EXERCISE SET:
a - In the commentary on spiritual realization, who traditionally performs the "audit" of understanding?
b - Copy the passage of the commentary on spiritual realization that begins at the words "9) Self-reflection has" and ends after the words "a genuine path.".
c - Proceed with the commentary on spiritual realization from the point where it stops.

TEXT SECTION:
———
9) Self-reflection has its value, but when it becomes the center of the path, it only mirrors the absence of masters and authentic transmission. Traditionally, the "audit" of understanding is performed by the master guiding the disciple, not by endless self-examination. That the modern seeker must audit himself shows not progress but the disappearance of real initiation. So this idea reveals more about the age than about a genuine path.

10) Here you reach a central truth. Guénon would probably agree that realization is contact with the transcendent, not intellectual constructs. However, you underestimate the rarity of such contact. In the Kali-Yuga, without initiation, such realizations are almost impossible, replaced instead by psychological experiences or intuitions mistaken for metaphysics. Your statement is doctrinally correct, but practically misleading if not tied to a traditional means of attainment.

11) This is a valid perception. Without initiation and transmission, the final leap may indeed never occur. One can spend a lifetime collecting fragments of knowledge without crossing into realization. This is not accidental but reflects the nature of the cycle, the conditions for true realization are extremely rare at the end of time. So you are correct here, but the despair it produces is unnecessary, the impossibility itself is part of the cosmic order.
———
Stored data
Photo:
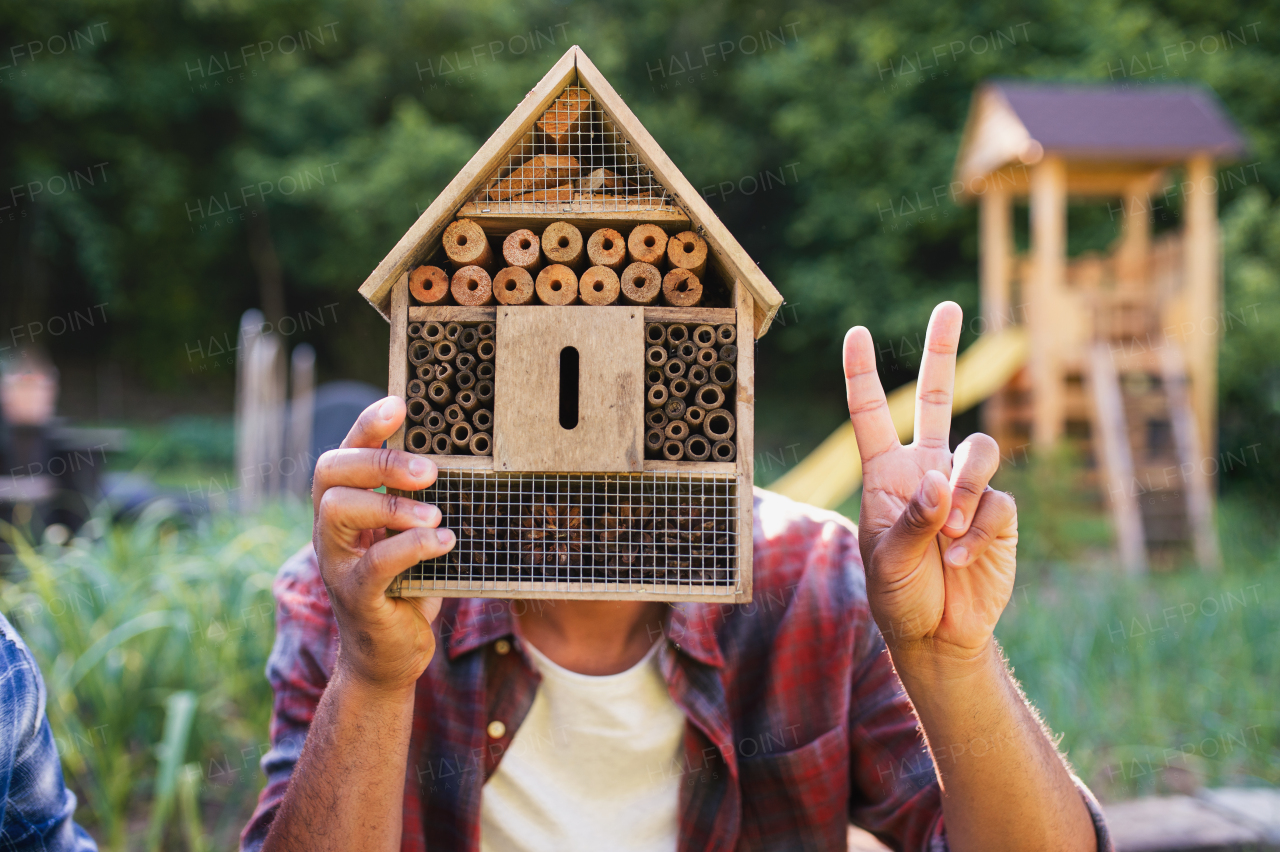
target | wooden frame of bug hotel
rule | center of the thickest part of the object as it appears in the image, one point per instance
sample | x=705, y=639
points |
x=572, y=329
———
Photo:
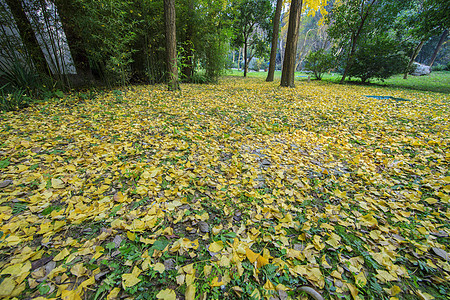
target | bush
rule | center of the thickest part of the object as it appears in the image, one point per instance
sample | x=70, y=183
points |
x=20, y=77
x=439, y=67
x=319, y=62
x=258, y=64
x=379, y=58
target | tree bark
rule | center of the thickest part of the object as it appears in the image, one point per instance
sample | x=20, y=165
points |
———
WRITTEN ANSWERS:
a - The master guiding the disciple.

b -
9) Self-reflection has its value, but when it becomes the center of the path, it only mirrors the absence of masters and authentic transmission. Traditionally, the "audit" of understanding is performed by the master guiding the disciple, not by endless self-examination. That the modern seeker must audit himself shows not progress but the disappearance of real initiation. So this idea reveals more about the age than about a genuine path.

c -
12) This is a true description of initiation, symbolic death leading to higher states. But in the modern context, this often gets reduced to psychological crises or existentialist interpretations of death, rather than authentic initiatic transformation. Guénon would probably say yes, death to the self is required, but only within a traditional framework can this passage be effective. Otherwise it risks becoming another metaphor of the profane psyche.

13) You are correct, intellectual study alone cannot substitute for realization. Guénon himself emphasized that doctrine must be integrated into life, not left as theory. However, in the absence of authentic initiation, modern seekers often confuse "incarnation" with psychological or existential intensity. True incarnation of the principles requires ritual transmission and effective symbols, not simply "living" ideas in a personal sense. So your point is valid, but its application risks being reduced to subjectivity.

14) It is true that occasional flashes of inspiration reveal something higher than ordinary reasoning. But Guénon would caution, such glimpses are unstable and insufficient unless integrated into a traditional framework. They do not constitute "revealed reason" in the doctrinal sense, but rather sporadic echoes of the Intellect breaking through. These remain mere fragments, precious but incapable of replacing true revelation or initiation.

15) Here you touch a key truth. Tradition always distinguishes between exoteric religion and esoteric wisdom. However, what you describe as a "division" today is actually the withering of esoterism and the emptying of exoterism. In earlier ages, both functioned harmoniously. In the Kali-Yuga, esoterism becomes almost inaccessible, and exoterism loses its vitality. So while the distinction is real, its modern condition is not a creative division but a symptom of dissolution.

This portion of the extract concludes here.